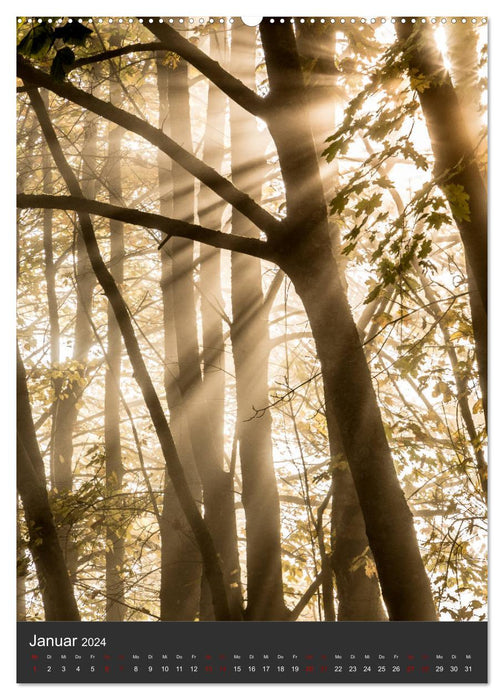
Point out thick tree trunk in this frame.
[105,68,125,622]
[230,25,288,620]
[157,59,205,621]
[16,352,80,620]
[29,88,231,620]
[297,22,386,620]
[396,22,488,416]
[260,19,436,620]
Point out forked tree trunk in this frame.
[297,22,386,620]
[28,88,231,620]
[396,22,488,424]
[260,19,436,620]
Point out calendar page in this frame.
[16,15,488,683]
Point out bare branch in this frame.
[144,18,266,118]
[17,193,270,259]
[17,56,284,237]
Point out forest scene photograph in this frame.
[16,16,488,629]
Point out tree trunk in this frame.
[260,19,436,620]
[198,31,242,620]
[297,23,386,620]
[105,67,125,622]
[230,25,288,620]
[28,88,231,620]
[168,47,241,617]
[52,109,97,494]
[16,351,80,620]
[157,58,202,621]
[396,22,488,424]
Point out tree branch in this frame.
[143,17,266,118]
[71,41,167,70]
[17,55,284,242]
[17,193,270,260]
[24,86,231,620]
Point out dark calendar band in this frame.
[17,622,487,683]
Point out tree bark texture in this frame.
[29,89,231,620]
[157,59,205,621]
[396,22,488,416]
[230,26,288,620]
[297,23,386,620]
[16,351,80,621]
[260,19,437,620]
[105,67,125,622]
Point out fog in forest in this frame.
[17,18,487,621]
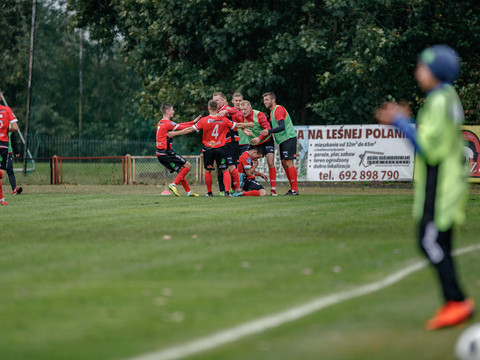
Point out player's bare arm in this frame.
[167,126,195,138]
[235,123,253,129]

**Task statement**: Could you copy the lines above word for word, starting at the line that contains "Point out forked tree trunk in this frame." and ending with the final line, leaving out the pictures?

**Exercise result**:
Point out forked tree trunk in this frame.
[297,22,386,620]
[28,88,231,620]
[396,22,488,424]
[260,19,436,620]
Point out calendar page in this frame.
[16,15,488,683]
Point out bare branch in this frame.
[144,18,266,118]
[17,193,270,259]
[17,56,284,237]
Point out forest scene photograph in this frame.
[16,16,488,629]
Point out tree trunk in this frame.
[260,19,436,620]
[198,31,242,620]
[297,23,386,620]
[105,67,125,622]
[230,25,288,620]
[28,88,231,620]
[168,47,241,617]
[52,109,97,494]
[16,351,80,620]
[157,58,202,621]
[396,22,488,424]
Point out tree branch in this frame.
[143,17,266,118]
[71,41,167,70]
[17,55,284,242]
[17,193,270,260]
[24,86,231,620]
Point out dark calendar band in this frame.
[17,622,487,683]
Point out tree bark texture in this frame.
[29,89,231,620]
[157,59,205,621]
[396,22,488,416]
[230,26,288,620]
[297,23,386,620]
[16,351,80,621]
[260,19,437,620]
[105,67,125,622]
Point out fog in forest in this frame.
[17,18,487,621]
Point out player's bare arm in this frame.
[167,126,195,138]
[235,123,253,129]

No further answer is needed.